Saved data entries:

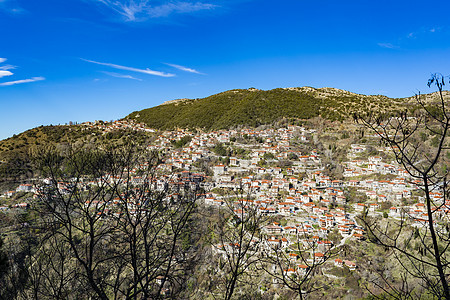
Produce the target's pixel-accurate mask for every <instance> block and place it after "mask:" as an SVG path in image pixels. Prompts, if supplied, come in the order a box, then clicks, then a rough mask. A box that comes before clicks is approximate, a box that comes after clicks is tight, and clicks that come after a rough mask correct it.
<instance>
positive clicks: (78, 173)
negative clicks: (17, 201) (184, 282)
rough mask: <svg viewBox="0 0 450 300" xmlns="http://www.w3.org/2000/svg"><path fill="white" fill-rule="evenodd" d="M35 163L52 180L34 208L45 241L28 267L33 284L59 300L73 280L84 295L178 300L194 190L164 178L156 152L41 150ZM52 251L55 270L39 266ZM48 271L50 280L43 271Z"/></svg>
mask: <svg viewBox="0 0 450 300" xmlns="http://www.w3.org/2000/svg"><path fill="white" fill-rule="evenodd" d="M38 162H39V164H40V166H39V167H40V169H41V170H43V171H44V172H45V174H46V175H47V176H48V177H49V179H48V180H47V181H48V182H47V184H46V185H43V186H42V187H41V189H40V197H39V203H40V207H39V208H40V210H39V211H40V214H41V216H42V220H41V225H43V226H42V227H43V228H47V231H46V232H45V234H47V235H49V236H50V237H49V238H47V239H46V240H45V243H43V245H42V246H41V247H40V248H39V249H38V252H37V254H36V255H37V256H38V259H37V260H35V261H34V262H33V263H32V264H31V266H30V269H31V270H34V271H36V276H39V277H36V280H35V283H36V284H37V283H40V282H49V284H47V285H40V286H37V287H38V292H39V293H43V292H45V291H44V290H42V288H44V286H45V287H51V288H52V289H53V290H55V289H56V290H55V293H53V294H54V295H55V297H54V298H55V299H58V298H59V299H60V295H63V294H61V293H62V292H63V291H62V290H64V289H65V288H66V287H67V286H70V285H72V284H75V283H77V286H85V287H87V288H86V294H85V295H82V296H81V298H89V297H91V296H94V295H95V296H94V297H95V298H99V299H158V298H161V297H175V296H176V293H177V291H179V290H180V289H182V288H183V284H184V280H185V279H186V273H187V269H186V268H188V267H189V265H190V255H191V254H192V253H190V252H189V249H188V248H189V245H186V244H183V243H182V242H183V238H184V237H185V235H186V234H189V230H190V228H189V226H188V223H189V221H190V218H191V217H192V215H193V213H194V212H195V209H196V197H197V192H198V191H197V187H198V186H195V185H192V184H191V182H189V181H186V182H179V181H178V179H177V178H175V177H173V178H170V177H169V178H167V177H165V178H164V180H162V179H161V178H160V177H159V176H158V167H159V166H160V163H161V157H160V155H159V154H158V153H154V152H148V151H146V149H142V148H140V147H138V146H136V145H133V144H131V143H128V144H125V145H121V146H120V147H117V146H116V147H115V148H107V147H106V146H105V147H104V149H74V148H73V147H69V148H67V149H64V150H63V151H55V150H52V151H44V152H41V153H39V157H38ZM180 186H181V188H180ZM52 253H53V255H54V257H55V258H57V262H55V265H53V263H52V264H51V265H50V266H45V268H44V269H40V268H41V267H42V264H41V263H39V262H40V261H41V260H42V257H43V258H47V259H48V256H49V255H52ZM62 262H64V264H63V263H62ZM49 267H50V269H51V270H50V271H51V272H49V274H52V275H49V276H53V277H49V276H47V275H46V274H43V272H42V271H45V270H49ZM54 277H55V278H54ZM54 286H55V287H54ZM36 295H38V294H36ZM35 298H39V297H35Z"/></svg>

◆ **Required action**
Show every line above in which the word "clicks" appears.

◆ **Response to the task**
Produce the target's pixel-accurate mask for every <instance> block and place it after "mask:" as an SVG path in image pixels. Prompts, if supplied, come in the order a box, then clicks, then a rough mask. A box that comes before clicks is approximate, a box that comes after clicks is tight, and clicks that come after a rough mask correct it.
positive clicks: (78, 173)
negative clicks: (17, 201) (184, 282)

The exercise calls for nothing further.